**Stated task**
Please restate the following records word for word.

Records from a dataset:
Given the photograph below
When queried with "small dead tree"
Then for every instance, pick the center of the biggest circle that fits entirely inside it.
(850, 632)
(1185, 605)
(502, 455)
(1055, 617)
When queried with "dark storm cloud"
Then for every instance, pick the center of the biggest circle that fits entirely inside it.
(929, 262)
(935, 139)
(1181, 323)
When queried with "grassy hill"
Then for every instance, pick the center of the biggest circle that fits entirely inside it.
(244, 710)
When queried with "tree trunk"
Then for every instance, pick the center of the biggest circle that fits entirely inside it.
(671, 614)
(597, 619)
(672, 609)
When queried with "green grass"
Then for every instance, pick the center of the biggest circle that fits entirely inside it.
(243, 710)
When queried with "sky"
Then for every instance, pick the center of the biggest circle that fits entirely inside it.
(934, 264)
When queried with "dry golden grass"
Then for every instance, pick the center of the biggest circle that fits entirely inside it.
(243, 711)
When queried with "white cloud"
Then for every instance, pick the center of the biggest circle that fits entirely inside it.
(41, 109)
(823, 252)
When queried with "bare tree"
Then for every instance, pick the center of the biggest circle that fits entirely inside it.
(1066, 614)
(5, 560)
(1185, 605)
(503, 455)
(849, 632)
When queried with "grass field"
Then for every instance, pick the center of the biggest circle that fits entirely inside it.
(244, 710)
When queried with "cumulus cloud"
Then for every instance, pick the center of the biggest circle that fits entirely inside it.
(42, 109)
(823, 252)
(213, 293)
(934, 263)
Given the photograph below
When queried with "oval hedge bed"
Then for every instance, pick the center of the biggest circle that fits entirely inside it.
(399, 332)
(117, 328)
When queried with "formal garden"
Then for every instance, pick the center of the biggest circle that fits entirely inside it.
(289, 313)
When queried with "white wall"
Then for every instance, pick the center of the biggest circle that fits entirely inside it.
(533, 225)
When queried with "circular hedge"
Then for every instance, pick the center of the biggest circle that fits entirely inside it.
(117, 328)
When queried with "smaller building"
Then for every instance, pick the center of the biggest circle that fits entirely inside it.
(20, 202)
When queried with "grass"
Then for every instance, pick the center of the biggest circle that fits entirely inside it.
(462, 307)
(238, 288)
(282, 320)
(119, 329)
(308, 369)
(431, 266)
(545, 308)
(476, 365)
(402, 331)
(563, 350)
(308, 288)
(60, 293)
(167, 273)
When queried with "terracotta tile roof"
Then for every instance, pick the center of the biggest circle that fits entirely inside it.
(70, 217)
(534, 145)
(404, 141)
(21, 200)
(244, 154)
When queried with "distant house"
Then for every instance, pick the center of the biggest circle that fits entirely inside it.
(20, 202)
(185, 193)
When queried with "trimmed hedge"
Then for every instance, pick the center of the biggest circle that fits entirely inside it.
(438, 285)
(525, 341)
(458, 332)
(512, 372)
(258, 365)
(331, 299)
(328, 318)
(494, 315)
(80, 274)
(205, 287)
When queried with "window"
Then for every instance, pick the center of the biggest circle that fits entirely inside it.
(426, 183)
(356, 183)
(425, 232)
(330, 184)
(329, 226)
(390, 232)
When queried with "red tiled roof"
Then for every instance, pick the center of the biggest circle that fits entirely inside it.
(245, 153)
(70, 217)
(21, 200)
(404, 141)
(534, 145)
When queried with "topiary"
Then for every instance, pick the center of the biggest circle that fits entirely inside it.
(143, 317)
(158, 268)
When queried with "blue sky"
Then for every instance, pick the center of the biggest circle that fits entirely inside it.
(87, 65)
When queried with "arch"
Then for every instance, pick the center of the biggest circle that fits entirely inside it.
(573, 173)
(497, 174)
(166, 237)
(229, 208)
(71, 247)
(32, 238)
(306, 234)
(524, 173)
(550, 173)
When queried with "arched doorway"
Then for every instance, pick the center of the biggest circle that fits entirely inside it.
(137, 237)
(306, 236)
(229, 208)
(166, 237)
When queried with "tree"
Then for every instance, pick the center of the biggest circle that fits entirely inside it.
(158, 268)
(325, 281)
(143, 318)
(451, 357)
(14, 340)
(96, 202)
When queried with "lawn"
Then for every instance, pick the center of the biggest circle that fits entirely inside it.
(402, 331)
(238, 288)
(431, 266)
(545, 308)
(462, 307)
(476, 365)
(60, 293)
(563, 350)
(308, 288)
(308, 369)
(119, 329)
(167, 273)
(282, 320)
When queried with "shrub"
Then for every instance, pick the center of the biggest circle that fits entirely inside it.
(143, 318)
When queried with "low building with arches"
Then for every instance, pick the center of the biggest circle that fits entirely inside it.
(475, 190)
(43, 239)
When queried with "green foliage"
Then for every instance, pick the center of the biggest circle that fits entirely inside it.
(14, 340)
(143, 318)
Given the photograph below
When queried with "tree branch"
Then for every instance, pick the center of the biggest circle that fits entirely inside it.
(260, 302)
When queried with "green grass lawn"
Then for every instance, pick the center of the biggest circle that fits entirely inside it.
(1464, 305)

**Exercise output**
Given the photograph below
When queried with "small dead tree"
Then for every instance, pick the center of the biggest circle that fits entirely inside it.
(850, 632)
(1185, 605)
(502, 455)
(1055, 617)
When queried with "dark storm cloud"
Then for every instance, pick the center of the biggest circle that fits entirely inside it.
(929, 262)
(935, 139)
(1181, 323)
When queried with "grassy hill"
Then for every instance, pick the center of the biggest circle that fits entirely inside it.
(244, 710)
When queried with "tree trunk"
Then for every instance, pick the center of the biggest circle that fits entirely inside it.
(671, 614)
(597, 619)
(672, 609)
When queried with "green grass"
Then for every instance, pick the center of the biggest circle that fits entirely inside it.
(243, 710)
When queried with "sky"
Then for every instance, pick the center of the biggest circle that fits entirely inside it.
(934, 264)
When queried with "dry golden grass"
Then for every instance, pick the center of the biggest circle that fits entirely inside it.
(243, 711)
When queried with "white cloud"
Then for every instance, pick the center of the biggest circle that fits entirely inside it.
(41, 109)
(823, 252)
When queried with "bare tree"
Then for every instance, pick the center of the biggest circle that fits entirely inside it.
(1066, 614)
(5, 560)
(1185, 605)
(503, 455)
(849, 632)
When queried with "grass field"
Then for every instance, pick the center of the biggest circle that fits entirely inside it.
(244, 710)
When queried with "cumulus cloud"
Then for every instance, pick the center of the biggest circle that fits entirely inside it.
(42, 109)
(823, 252)
(213, 293)
(934, 263)
Given the photograph below
When queried with "oval hedge bed"
Then for every instance, pick the center of the biggest circle that fits entirely inside it.
(399, 332)
(117, 328)
When queried with "formal garden"
Then for every instance, pick the center of the biggest circle that fits entirely inside it.
(289, 313)
When queried with "white wall"
Then for every instance, pick the center of the biggest circle that fits entirely inside it.
(533, 225)
When queried with "circular hedge"
Then for every instance, pick the center of the biggest circle that fits entirely inside it.
(117, 328)
When queried with "smaller building"
Then for every instance, pick the center of the biggest circle that fits entirely inside it.
(20, 202)
When queried with "grass"
Then for every instance, pick the center of the biggest circle that fits entirely inside it.
(462, 307)
(238, 288)
(282, 320)
(119, 329)
(308, 369)
(431, 266)
(545, 308)
(476, 365)
(402, 331)
(563, 350)
(308, 288)
(60, 293)
(167, 273)
When queried with "terracotta tile roof"
Then for every instance, pick the center of the biggest circle that fits entirely inside it.
(70, 217)
(534, 145)
(404, 141)
(21, 200)
(244, 154)
When queried with "distant house"
Then for every instance, pick the center of the biggest circle that fits entirely inside it.
(20, 202)
(185, 193)
When queried with "trimmed hedge"
Then for every instance, pick the center of the biggest circle that fits entirely inside it.
(438, 285)
(525, 341)
(458, 332)
(512, 372)
(258, 365)
(331, 299)
(328, 318)
(494, 315)
(80, 274)
(205, 287)
When queried with "window"
Then for every instance, pick the center of the biggest circle that fits entirely inside it.
(426, 183)
(356, 183)
(425, 232)
(330, 184)
(329, 226)
(390, 232)
When queried with "red tiled roof"
Then for every instance, pick the center of the biggest circle that fits entirely inside it.
(245, 153)
(70, 217)
(21, 200)
(404, 141)
(534, 145)
When queried with "topiary"
Then for every instance, pick the center of the biggest circle that fits entirely inside it.
(143, 317)
(158, 268)
When queried with "blue sky"
Then for every instance, pick the center of the biggest circle that fits entirely inside it.
(87, 65)
When queried with "arch"
Then for every instance, pick the center of the biggest circle that fits entirely inside it.
(573, 173)
(497, 174)
(166, 237)
(229, 208)
(71, 247)
(32, 238)
(306, 234)
(524, 173)
(550, 173)
When queried with "arched doorway"
Then for every instance, pick the center of the biggest circle that fits entirely inside it.
(137, 237)
(306, 236)
(229, 208)
(166, 237)
When queried with "tree"
Then for every instance, pick the center of the biggest circle that fits entirely inside it.
(158, 268)
(325, 281)
(143, 318)
(451, 357)
(14, 340)
(96, 202)
When queried with "lawn"
Then for every instance, pick the center of the biggest circle that fits entirely inside it.
(402, 331)
(238, 288)
(431, 266)
(545, 308)
(462, 307)
(476, 365)
(60, 293)
(563, 350)
(308, 288)
(308, 369)
(119, 329)
(167, 273)
(282, 320)
When queried with "shrub"
Then for every instance, pick the center of the biggest circle that fits entirely inside it.
(143, 318)
When queried with "low building with arches"
Then for every instance, pick the center of the biggest circle that fits entirely inside it.
(475, 190)
(43, 239)
When queried with "green foliage"
Then for every instance, pick the center of the biggest circle that fits entirely inside it.
(14, 340)
(143, 318)
Given the photograph below
When queried with "tree branch"
Then for every instance, pick the center of the biggest circle that fits entirely inside it.
(260, 302)
When queried with "green grass lawn"
Then for every instance, pick the center of the biggest circle that fits entirely inside it.
(1464, 305)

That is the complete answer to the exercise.